→ What you should do
Provide again, from the entries below, every line from the one containing "like x=58 y=232." through the one containing "like x=392 y=250.", exactly as written, and no other line.

(Saved entries)
*** Begin section ***

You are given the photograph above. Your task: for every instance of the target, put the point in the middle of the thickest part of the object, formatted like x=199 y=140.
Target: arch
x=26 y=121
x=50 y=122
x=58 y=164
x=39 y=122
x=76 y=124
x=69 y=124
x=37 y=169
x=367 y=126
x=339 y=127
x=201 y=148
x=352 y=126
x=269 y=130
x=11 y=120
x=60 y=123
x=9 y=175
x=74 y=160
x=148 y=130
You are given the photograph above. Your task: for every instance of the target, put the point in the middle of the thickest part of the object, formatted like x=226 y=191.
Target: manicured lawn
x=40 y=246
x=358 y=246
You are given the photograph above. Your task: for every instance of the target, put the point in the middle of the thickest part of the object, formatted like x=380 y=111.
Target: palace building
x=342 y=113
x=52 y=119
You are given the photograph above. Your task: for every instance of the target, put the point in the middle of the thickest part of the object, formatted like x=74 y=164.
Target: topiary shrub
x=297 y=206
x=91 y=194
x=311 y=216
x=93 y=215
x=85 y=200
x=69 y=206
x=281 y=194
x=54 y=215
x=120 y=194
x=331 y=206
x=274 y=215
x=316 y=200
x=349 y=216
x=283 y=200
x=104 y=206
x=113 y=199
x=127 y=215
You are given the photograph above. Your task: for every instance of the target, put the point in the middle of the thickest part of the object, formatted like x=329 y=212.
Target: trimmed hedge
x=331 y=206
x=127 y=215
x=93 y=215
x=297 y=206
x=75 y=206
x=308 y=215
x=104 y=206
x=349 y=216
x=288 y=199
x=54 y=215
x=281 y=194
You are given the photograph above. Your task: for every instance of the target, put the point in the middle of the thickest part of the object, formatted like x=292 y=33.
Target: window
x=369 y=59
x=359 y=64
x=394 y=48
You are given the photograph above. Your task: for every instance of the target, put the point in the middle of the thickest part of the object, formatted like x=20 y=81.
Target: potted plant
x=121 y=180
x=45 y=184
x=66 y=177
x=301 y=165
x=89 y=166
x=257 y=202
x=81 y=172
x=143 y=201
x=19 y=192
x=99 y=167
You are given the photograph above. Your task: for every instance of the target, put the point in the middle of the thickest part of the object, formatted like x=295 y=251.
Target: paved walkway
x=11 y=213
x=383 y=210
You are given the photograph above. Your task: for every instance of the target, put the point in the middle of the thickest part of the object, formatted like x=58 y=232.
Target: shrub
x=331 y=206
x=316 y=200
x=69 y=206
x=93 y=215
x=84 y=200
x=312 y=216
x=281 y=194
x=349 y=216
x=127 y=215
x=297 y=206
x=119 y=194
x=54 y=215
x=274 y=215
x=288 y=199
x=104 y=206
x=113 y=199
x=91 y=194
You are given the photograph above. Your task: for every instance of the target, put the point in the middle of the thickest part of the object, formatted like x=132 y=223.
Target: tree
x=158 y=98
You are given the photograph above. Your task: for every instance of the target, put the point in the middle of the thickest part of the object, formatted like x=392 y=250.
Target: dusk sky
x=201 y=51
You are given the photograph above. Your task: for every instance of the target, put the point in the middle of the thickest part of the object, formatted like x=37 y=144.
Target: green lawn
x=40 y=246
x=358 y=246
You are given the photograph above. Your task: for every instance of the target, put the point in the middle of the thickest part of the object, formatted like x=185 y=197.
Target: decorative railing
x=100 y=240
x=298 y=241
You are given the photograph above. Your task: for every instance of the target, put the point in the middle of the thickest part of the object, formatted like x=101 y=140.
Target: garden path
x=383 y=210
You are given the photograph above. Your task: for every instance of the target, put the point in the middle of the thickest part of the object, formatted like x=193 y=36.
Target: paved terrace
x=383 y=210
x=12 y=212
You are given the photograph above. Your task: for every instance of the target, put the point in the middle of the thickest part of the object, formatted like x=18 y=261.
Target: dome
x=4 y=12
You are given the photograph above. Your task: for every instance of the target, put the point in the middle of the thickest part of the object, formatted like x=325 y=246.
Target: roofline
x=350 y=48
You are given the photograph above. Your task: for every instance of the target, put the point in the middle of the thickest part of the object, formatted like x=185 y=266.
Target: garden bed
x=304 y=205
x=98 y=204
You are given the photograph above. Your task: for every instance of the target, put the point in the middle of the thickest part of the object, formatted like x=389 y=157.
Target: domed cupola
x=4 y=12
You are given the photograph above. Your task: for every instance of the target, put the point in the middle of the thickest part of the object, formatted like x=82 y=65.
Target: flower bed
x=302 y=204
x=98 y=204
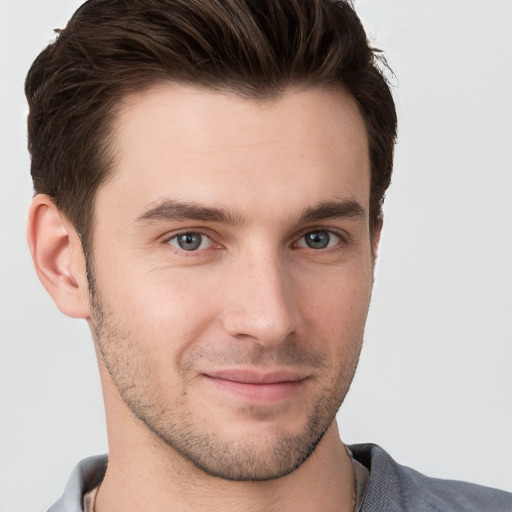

*** End section ***

→ Problem solution
You are given the photograph above. Your task: for every instance of the target, put the point in the middle of the thickest part of the object, formatted like x=58 y=232.
Target: shrub
x=331 y=206
x=316 y=200
x=69 y=206
x=93 y=215
x=84 y=200
x=312 y=216
x=281 y=194
x=349 y=216
x=127 y=215
x=297 y=206
x=119 y=194
x=54 y=215
x=274 y=215
x=288 y=199
x=104 y=206
x=113 y=199
x=91 y=194
You are given the photograph above. Your task: for every instance of the target, put the point in the middle of the thickest part of the object, formatted like x=132 y=223.
Target: tree
x=158 y=98
You are given the photograph above. Your task: for every instance of the target, put the point in the middle of the thickest part of the object, formatted like x=392 y=250.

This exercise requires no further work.